Search the listing below for the word "white" and copy each line where it appears.

(DATA RECORDS begins)

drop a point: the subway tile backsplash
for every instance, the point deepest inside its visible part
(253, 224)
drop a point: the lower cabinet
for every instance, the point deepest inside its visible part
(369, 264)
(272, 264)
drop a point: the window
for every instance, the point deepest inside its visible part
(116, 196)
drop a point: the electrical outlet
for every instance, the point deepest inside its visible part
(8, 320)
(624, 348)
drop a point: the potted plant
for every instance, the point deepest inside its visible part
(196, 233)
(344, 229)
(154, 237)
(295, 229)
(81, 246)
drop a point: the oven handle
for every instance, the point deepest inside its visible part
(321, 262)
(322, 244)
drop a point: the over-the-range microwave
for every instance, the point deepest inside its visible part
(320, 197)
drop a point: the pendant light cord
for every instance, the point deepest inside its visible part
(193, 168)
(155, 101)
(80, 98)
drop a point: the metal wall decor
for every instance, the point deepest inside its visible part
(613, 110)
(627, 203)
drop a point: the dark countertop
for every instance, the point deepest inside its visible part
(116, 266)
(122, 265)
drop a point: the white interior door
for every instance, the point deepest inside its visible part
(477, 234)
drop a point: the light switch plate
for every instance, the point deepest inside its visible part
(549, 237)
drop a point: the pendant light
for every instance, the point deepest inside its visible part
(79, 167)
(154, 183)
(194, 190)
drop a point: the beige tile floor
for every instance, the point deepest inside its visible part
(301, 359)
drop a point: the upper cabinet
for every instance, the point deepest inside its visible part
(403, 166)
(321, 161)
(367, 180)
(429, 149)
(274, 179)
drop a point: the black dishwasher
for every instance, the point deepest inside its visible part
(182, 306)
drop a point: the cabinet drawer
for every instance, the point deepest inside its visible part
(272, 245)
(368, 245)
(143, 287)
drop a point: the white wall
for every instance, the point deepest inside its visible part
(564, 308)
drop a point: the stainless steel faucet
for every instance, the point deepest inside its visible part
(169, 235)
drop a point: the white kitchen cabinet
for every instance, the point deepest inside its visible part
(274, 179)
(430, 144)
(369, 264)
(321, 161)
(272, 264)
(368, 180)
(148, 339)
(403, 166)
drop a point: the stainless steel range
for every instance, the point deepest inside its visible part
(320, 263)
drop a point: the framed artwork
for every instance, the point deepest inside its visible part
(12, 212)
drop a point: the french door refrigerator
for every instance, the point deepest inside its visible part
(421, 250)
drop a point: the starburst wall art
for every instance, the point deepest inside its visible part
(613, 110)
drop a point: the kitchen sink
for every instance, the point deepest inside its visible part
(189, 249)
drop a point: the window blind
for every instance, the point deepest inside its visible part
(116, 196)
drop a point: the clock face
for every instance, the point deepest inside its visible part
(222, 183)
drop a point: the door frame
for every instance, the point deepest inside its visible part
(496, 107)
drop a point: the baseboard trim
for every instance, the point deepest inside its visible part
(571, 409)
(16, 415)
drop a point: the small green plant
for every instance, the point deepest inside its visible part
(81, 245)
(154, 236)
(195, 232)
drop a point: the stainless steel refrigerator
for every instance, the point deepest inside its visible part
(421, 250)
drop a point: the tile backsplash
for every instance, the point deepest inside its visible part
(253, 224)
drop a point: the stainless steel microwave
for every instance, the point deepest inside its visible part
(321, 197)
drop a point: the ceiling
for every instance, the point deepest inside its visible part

(DATA RECORDS ends)

*RESPONSE TO THE TASK*:
drop a point: the white interior door
drop a point: the white wall
drop a point: the white kitchen cabinet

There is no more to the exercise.